Exercise task A » Extract the stretch of the graph connectivity thread from "3. Repeat with" through "doesn't make sense).", copying it word for word.

━━ Passage provided

Is this a proper algorithm that would accept graph G if it's connected?

Question

I wanted to ask and see if this suffices in creating a polynomial time algorithm given a Graph P? Just want to double check.

On input (P,u,v) where P is an undirected graph with nodes u and v:

1. Create a list D of every edge in graph P with numbers from x_0 to x_k.

2. Select node u as the starting node. Utilizing BFS, traverse through the graph until the current node is the initial u value.

3. Repeat with using x_0 onwards through the list until x_k is used.

4. If BFS completes, accept. Otherwise, reject.

I believe my problem lets with the accept/rejection condition but what would it be in this case?

Answer 1

Your question doesn't make sense in a lot of ways, but from what I can tell, no.

Your step 2 will (slowly) find a cycle, which is not useful.

I have no clue what step 3 is supposed to be and your variable v is unused (and having u as as parameter doesn't make sense).

For an directed graph, you need to specify whether you want to check for weak connectivity (like a undirected graph) or strong connectivity.

For weak connectivity, you need to:

1. Take as input a graph G

2. Create a local, empty, set S for seen nodes.

3. Do a depth first search (including backwards links - watch your algorithmic complexity with how you look them up!) from some node, adding each node to S as you visit it, and skipping edges that lead from the current node to a node in S during iteration. (You can use a breadth-first search if you allocate an additional data set for the frontier)

4. Check whether S has the same number of nodes as G.

For strong connectivity, you need to check that the graph is connected regardless of which node you set at. There's probably a way to do this more efficiently than repeating the above for every node.

An example graph (consider this from any starting node):

1 -> 2
2 -> 3
3 -> 1
3 -> 4
4 -> 5
5 -> 6
6 -> 4

━━━━

Exercise task B » Gather every line of the records below that contains the string "green", matching case exactly.

━━ Dataset records

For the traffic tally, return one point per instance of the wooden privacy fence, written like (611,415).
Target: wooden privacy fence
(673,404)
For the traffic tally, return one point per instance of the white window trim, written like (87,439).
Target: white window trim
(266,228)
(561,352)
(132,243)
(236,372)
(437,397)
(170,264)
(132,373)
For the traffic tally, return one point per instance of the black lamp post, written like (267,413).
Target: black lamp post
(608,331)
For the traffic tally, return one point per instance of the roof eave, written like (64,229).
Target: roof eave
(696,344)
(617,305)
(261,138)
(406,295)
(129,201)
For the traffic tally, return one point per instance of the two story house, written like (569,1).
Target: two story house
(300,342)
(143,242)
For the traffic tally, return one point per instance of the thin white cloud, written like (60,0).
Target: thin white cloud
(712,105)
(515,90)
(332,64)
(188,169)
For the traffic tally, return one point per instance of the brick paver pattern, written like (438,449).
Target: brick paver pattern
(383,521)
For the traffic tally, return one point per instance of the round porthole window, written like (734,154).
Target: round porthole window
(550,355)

━━━━
━━ Dataset records

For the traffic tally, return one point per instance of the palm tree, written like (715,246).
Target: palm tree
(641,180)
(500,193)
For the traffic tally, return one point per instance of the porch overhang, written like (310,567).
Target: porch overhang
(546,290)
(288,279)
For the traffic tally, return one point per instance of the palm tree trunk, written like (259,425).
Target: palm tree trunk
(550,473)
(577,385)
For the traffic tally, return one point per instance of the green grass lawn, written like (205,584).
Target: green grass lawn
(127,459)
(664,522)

━━━━
━━ Dataset records

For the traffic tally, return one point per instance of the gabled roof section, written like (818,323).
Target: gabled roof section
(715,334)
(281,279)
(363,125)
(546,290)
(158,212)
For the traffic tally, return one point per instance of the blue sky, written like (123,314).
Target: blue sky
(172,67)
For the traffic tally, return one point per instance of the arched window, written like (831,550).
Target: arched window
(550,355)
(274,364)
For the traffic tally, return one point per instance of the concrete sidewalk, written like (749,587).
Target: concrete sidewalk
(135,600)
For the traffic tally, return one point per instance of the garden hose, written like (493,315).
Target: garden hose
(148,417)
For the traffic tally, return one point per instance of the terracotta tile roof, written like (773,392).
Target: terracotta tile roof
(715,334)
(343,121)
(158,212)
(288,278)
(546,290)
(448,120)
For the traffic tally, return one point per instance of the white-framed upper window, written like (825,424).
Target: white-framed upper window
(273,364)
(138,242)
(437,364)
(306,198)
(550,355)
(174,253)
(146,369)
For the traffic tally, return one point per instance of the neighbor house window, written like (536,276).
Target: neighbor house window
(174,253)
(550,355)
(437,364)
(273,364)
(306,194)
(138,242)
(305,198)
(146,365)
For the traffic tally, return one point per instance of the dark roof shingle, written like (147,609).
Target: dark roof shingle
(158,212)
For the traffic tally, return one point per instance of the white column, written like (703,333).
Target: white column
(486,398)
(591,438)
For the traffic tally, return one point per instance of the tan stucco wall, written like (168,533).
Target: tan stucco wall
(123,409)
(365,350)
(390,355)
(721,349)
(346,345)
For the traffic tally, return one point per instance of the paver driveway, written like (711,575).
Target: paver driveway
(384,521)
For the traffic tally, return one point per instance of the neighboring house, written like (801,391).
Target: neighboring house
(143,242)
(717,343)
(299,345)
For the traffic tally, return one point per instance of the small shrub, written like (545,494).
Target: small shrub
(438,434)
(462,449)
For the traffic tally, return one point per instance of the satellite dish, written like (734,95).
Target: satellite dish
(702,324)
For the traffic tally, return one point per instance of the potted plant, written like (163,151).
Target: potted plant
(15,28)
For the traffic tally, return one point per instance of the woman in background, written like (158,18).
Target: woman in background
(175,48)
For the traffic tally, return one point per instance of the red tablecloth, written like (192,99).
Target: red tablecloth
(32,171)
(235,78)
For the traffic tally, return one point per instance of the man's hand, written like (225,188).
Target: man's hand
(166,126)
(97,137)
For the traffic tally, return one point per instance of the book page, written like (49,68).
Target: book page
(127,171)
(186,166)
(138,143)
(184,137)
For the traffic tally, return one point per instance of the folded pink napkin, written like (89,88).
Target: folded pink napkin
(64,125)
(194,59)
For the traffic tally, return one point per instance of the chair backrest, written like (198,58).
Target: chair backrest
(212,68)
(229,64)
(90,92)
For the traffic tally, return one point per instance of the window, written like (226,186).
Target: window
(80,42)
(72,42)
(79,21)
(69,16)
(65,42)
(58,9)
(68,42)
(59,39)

━━━━

Task solution A »
3. Repeat with using x_0 onwards through the list until x_k is used.

4. If BFS completes, accept. Otherwise, reject.

I believe my problem lets with the accept/rejection condition but what would it be in this case?

Answer 1

Your question doesn't make sense in a lot of ways, but from what I can tell, no.

Your step 2 will (slowly) find a cycle, which is not useful.

I have no clue what step 3 is supposed to be and your variable v is unused (and having u as as parameter doesn't make sense).

Task solution B »
For the traffic tally, return one point per instance of the green grass lawn, written like (205,584).
Target: green grass lawn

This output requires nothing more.